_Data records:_
========
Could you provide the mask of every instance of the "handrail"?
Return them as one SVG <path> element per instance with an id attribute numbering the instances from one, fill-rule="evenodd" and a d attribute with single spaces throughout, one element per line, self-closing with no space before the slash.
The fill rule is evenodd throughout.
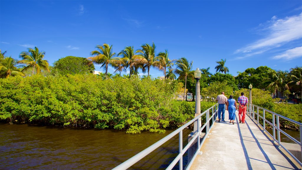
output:
<path id="1" fill-rule="evenodd" d="M 195 154 L 192 157 L 192 158 L 189 162 L 188 162 L 188 164 L 185 167 L 185 169 L 189 169 L 193 163 L 193 161 L 195 157 L 197 155 L 197 154 L 199 153 L 199 151 L 200 150 L 200 148 L 203 144 L 204 140 L 206 138 L 204 137 L 203 139 L 201 142 L 200 140 L 200 135 L 195 135 L 196 134 L 200 134 L 202 130 L 205 127 L 206 129 L 206 132 L 205 135 L 205 137 L 207 136 L 208 135 L 209 132 L 210 130 L 213 127 L 213 125 L 214 124 L 214 119 L 216 119 L 217 116 L 217 110 L 218 106 L 217 103 L 213 105 L 210 107 L 205 111 L 204 111 L 200 115 L 198 115 L 194 118 L 193 119 L 191 120 L 188 122 L 185 125 L 183 125 L 180 127 L 178 128 L 177 129 L 171 133 L 169 135 L 166 136 L 165 137 L 162 138 L 161 139 L 157 141 L 154 144 L 148 147 L 144 150 L 142 151 L 140 153 L 136 155 L 133 156 L 130 158 L 128 160 L 122 163 L 117 166 L 115 167 L 112 170 L 125 170 L 129 168 L 137 162 L 141 160 L 143 158 L 151 153 L 152 151 L 155 150 L 159 147 L 160 146 L 164 144 L 165 142 L 171 139 L 177 134 L 179 134 L 179 153 L 178 155 L 174 159 L 174 160 L 170 164 L 169 166 L 166 169 L 172 169 L 175 165 L 178 162 L 179 163 L 179 169 L 182 169 L 182 157 L 183 155 L 185 153 L 190 147 L 193 143 L 194 141 L 198 139 L 197 144 L 198 147 L 194 151 Z M 215 109 L 215 111 L 214 111 Z M 212 110 L 212 115 L 210 117 L 210 110 Z M 215 114 L 214 114 L 215 113 Z M 200 120 L 201 117 L 202 115 L 206 114 L 206 122 L 204 123 L 204 125 L 201 128 L 201 125 L 200 125 Z M 212 120 L 212 124 L 211 127 L 210 127 L 210 120 Z M 187 127 L 194 123 L 195 121 L 197 122 L 197 127 L 199 127 L 198 128 L 197 132 L 196 132 L 194 135 L 195 136 L 193 137 L 192 139 L 185 146 L 185 147 L 182 148 L 182 130 L 186 128 Z"/>
<path id="2" fill-rule="evenodd" d="M 255 107 L 257 109 L 256 112 L 255 111 Z M 255 119 L 255 114 L 257 116 L 257 119 L 256 121 L 257 123 L 259 123 L 259 117 L 260 117 L 263 120 L 263 124 L 262 126 L 262 127 L 263 128 L 263 132 L 265 131 L 267 133 L 273 138 L 273 142 L 276 142 L 278 146 L 281 146 L 284 149 L 284 150 L 285 150 L 285 151 L 286 151 L 286 152 L 297 162 L 297 163 L 299 164 L 300 166 L 302 166 L 302 162 L 301 162 L 300 160 L 294 156 L 292 154 L 289 152 L 288 150 L 284 146 L 282 145 L 281 143 L 280 136 L 280 132 L 281 132 L 281 133 L 287 136 L 288 138 L 291 139 L 295 143 L 300 145 L 300 151 L 301 151 L 301 157 L 302 158 L 302 123 L 297 122 L 297 121 L 295 121 L 291 119 L 289 119 L 286 117 L 284 117 L 282 115 L 277 114 L 275 112 L 272 112 L 271 111 L 270 111 L 267 109 L 255 105 L 253 104 L 248 103 L 248 106 L 247 107 L 247 111 L 246 112 L 247 114 L 249 114 L 252 119 L 255 120 L 255 121 L 256 121 L 256 120 Z M 259 114 L 259 109 L 260 109 L 262 110 L 263 111 L 262 112 L 263 113 L 262 115 L 262 116 L 261 116 Z M 268 112 L 271 114 L 272 122 L 269 122 L 265 118 L 266 112 Z M 275 121 L 275 117 L 276 117 Z M 300 127 L 300 142 L 296 139 L 294 138 L 290 135 L 288 134 L 286 132 L 280 129 L 280 124 L 279 123 L 279 118 L 281 118 L 286 120 L 287 120 L 291 122 L 297 124 Z M 265 123 L 267 123 L 273 126 L 272 136 L 272 135 L 271 135 L 271 134 L 269 132 L 268 132 L 265 129 Z M 277 139 L 276 139 L 276 138 L 275 131 L 276 130 L 277 130 Z"/>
========
_EXERCISE OBJECTIVE:_ Retype the data records above line for line, without any change, and leave the pictures out of your answer.

_RESULT OF THE TASK:_
Could you provide the mask of every instance of the "handrail"?
Return them as one SVG <path> element per instance with an id attribute numbering the instances from one, fill-rule="evenodd" and a d attribute with single spaces throughout, one element per line, self-closing with no space before the slash.
The fill rule is evenodd throughout.
output:
<path id="1" fill-rule="evenodd" d="M 195 154 L 192 157 L 192 158 L 189 162 L 188 162 L 188 164 L 185 167 L 185 169 L 189 169 L 193 163 L 193 161 L 195 157 L 197 155 L 197 154 L 199 153 L 199 151 L 200 150 L 200 148 L 203 144 L 204 140 L 206 138 L 204 137 L 203 139 L 201 142 L 200 140 L 200 135 L 195 135 L 196 134 L 200 134 L 202 130 L 205 127 L 206 129 L 206 132 L 205 135 L 205 137 L 207 136 L 208 135 L 209 132 L 210 130 L 213 127 L 213 125 L 214 124 L 214 119 L 216 119 L 217 116 L 217 110 L 218 106 L 217 103 L 213 105 L 210 107 L 205 111 L 204 111 L 200 115 L 198 115 L 194 118 L 193 119 L 191 120 L 188 122 L 185 125 L 183 125 L 180 127 L 178 128 L 177 129 L 171 133 L 169 135 L 166 136 L 165 137 L 162 138 L 161 139 L 157 141 L 154 144 L 148 147 L 144 150 L 142 151 L 140 153 L 136 155 L 133 156 L 130 158 L 128 160 L 122 163 L 117 166 L 115 167 L 112 170 L 125 170 L 129 168 L 137 162 L 141 160 L 143 158 L 151 153 L 152 151 L 155 150 L 159 147 L 160 146 L 164 144 L 165 142 L 171 139 L 177 134 L 179 134 L 179 153 L 178 155 L 174 159 L 174 160 L 170 164 L 169 166 L 166 169 L 172 169 L 175 165 L 178 162 L 179 163 L 179 169 L 182 169 L 182 157 L 183 155 L 185 153 L 190 147 L 193 143 L 194 141 L 198 139 L 197 144 L 198 147 L 194 151 Z M 215 109 L 215 111 L 214 111 Z M 212 110 L 212 115 L 210 117 L 210 110 Z M 215 114 L 214 114 L 215 113 Z M 200 120 L 201 117 L 202 115 L 206 114 L 206 122 L 204 123 L 204 125 L 201 128 L 201 125 L 200 125 Z M 212 120 L 212 124 L 211 127 L 210 127 L 210 120 Z M 187 127 L 194 123 L 195 121 L 197 122 L 197 127 L 199 127 L 198 128 L 197 132 L 196 132 L 194 135 L 195 136 L 193 137 L 192 139 L 185 146 L 185 147 L 182 148 L 182 130 L 186 128 Z"/>
<path id="2" fill-rule="evenodd" d="M 255 107 L 257 109 L 256 112 L 255 111 Z M 255 119 L 255 114 L 257 116 L 257 119 L 256 121 L 257 123 L 259 123 L 259 117 L 260 117 L 263 120 L 263 124 L 262 126 L 262 127 L 263 128 L 263 132 L 265 131 L 267 133 L 273 138 L 273 142 L 276 142 L 278 146 L 281 146 L 284 149 L 284 150 L 285 150 L 285 151 L 286 151 L 286 152 L 297 162 L 297 163 L 299 164 L 300 166 L 302 166 L 302 162 L 301 162 L 300 160 L 294 156 L 292 154 L 289 152 L 288 150 L 284 146 L 282 145 L 281 143 L 280 136 L 280 132 L 281 132 L 281 133 L 287 136 L 288 138 L 291 139 L 295 143 L 300 145 L 300 151 L 301 151 L 301 157 L 302 158 L 302 123 L 297 122 L 297 121 L 295 121 L 291 119 L 289 119 L 286 117 L 284 117 L 282 115 L 277 114 L 275 112 L 272 112 L 271 111 L 270 111 L 267 109 L 255 105 L 253 104 L 248 103 L 248 106 L 247 107 L 247 111 L 246 112 L 247 114 L 249 114 L 252 119 L 255 120 L 255 121 L 256 121 L 256 120 Z M 259 114 L 259 109 L 260 109 L 262 110 L 263 111 L 262 112 L 263 113 L 262 115 L 262 116 L 261 116 Z M 268 112 L 271 114 L 272 122 L 269 122 L 265 118 L 266 112 Z M 275 121 L 275 117 L 276 117 Z M 300 127 L 300 142 L 296 139 L 294 138 L 290 135 L 288 134 L 286 132 L 280 129 L 280 124 L 279 123 L 279 118 L 281 118 L 286 120 L 287 120 L 291 122 L 297 124 Z M 265 123 L 267 123 L 273 126 L 272 136 L 272 135 L 271 135 L 271 134 L 269 132 L 268 132 L 265 129 Z M 277 139 L 276 139 L 276 138 L 275 131 L 276 130 L 277 130 Z"/>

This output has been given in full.